▸ STATED EXERCISE
Copy out every row below word for word, keeping them in the same order.

▸ RECORDS TO PROCESS
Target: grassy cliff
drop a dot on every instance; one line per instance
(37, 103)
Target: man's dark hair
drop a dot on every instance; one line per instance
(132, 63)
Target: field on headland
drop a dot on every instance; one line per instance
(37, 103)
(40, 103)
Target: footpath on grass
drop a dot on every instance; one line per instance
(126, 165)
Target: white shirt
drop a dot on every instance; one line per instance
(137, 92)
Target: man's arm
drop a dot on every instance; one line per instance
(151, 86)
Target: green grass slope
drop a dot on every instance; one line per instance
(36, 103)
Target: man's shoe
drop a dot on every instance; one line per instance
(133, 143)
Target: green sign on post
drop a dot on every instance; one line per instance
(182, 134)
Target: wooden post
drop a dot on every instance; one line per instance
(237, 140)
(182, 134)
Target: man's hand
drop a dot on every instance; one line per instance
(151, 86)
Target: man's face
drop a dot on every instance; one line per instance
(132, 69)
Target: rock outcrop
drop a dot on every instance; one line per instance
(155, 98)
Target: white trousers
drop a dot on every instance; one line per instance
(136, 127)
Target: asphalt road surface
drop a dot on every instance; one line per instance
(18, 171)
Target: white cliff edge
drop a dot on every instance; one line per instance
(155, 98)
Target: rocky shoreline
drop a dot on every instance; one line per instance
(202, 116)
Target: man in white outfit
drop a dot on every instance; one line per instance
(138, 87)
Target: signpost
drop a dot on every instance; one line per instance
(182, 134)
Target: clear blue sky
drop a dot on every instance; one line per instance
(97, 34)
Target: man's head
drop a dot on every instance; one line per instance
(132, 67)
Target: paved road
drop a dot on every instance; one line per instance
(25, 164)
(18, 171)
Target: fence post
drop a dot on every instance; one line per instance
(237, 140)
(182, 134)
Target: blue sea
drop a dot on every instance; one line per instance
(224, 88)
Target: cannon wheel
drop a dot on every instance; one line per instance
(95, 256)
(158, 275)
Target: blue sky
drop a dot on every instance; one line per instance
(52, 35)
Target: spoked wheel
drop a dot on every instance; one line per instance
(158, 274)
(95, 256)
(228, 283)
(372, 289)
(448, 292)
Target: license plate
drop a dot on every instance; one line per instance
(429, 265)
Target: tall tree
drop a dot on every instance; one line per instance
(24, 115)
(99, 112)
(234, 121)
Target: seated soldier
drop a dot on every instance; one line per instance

▸ WRITTEN RESPONSE
Target: grassy cliff
drop a dot on every instance; one line per instance
(37, 103)
Target: man's dark hair
drop a dot on every instance; one line per instance
(132, 63)
Target: field on headland
drop a dot on every instance; one line per instance
(37, 103)
(40, 103)
Target: footpath on grass
drop a dot on every instance; one line per instance
(126, 165)
Target: white shirt
drop a dot on every instance; one line per instance
(137, 92)
Target: man's arm
drop a dot on every instance; one line per instance
(151, 86)
Target: green grass slope
drop a dot on every instance; one line per instance
(36, 103)
Target: man's shoe
drop a dot on every instance; one line per instance
(133, 143)
Target: green sign on post
drop a dot on every instance; one line per instance
(182, 134)
Target: wooden post
drop a dot on every instance; one line per instance
(237, 140)
(182, 134)
Target: man's hand
drop a dot on every instance; one line per instance
(151, 86)
Target: man's face
drop a dot on every instance; one line per instance
(132, 69)
Target: rock outcrop
drop a dot on every instance; one line per instance
(155, 98)
Target: white trousers
drop a dot on every instance; one line per instance
(136, 127)
Target: asphalt road surface
drop a dot on every instance; one line per instance
(18, 171)
Target: white cliff edge
drop a dot on every instance; one line per instance
(155, 98)
Target: rocky shoreline
drop a dot on every instance; one line per instance
(202, 116)
Target: man in white outfit
drop a dot on every instance; one line per instance
(138, 87)
Target: signpost
drop a dot on every instance; one line per instance
(182, 134)
Target: clear blue sky
drop a dot on every instance; one line per instance
(97, 34)
Target: man's head
drop a dot on every instance; one line per instance
(132, 67)
Target: paved road
drop a dot on every instance; one line per instance
(25, 164)
(18, 171)
Target: fence post
drop a dot on every instance; one line per instance
(237, 140)
(182, 134)
Target: blue sea
drop a dot on every instance; one line per instance
(224, 88)
Target: cannon wheel
drop a dot on every instance; one line per instance
(95, 256)
(158, 275)
Target: blue sky
drop a dot on every instance; one line per instance
(52, 35)
Target: spoked wheel
drop a dot on every instance; one line per instance
(158, 274)
(95, 256)
(228, 283)
(372, 289)
(448, 292)
Target: license plate
drop a dot on every instance; one line per instance
(429, 265)
Target: tall tree
drop a dot on every instance; one line per instance
(24, 115)
(99, 112)
(234, 121)
Target: seated soldier
drop a dot on every instance; one line per instance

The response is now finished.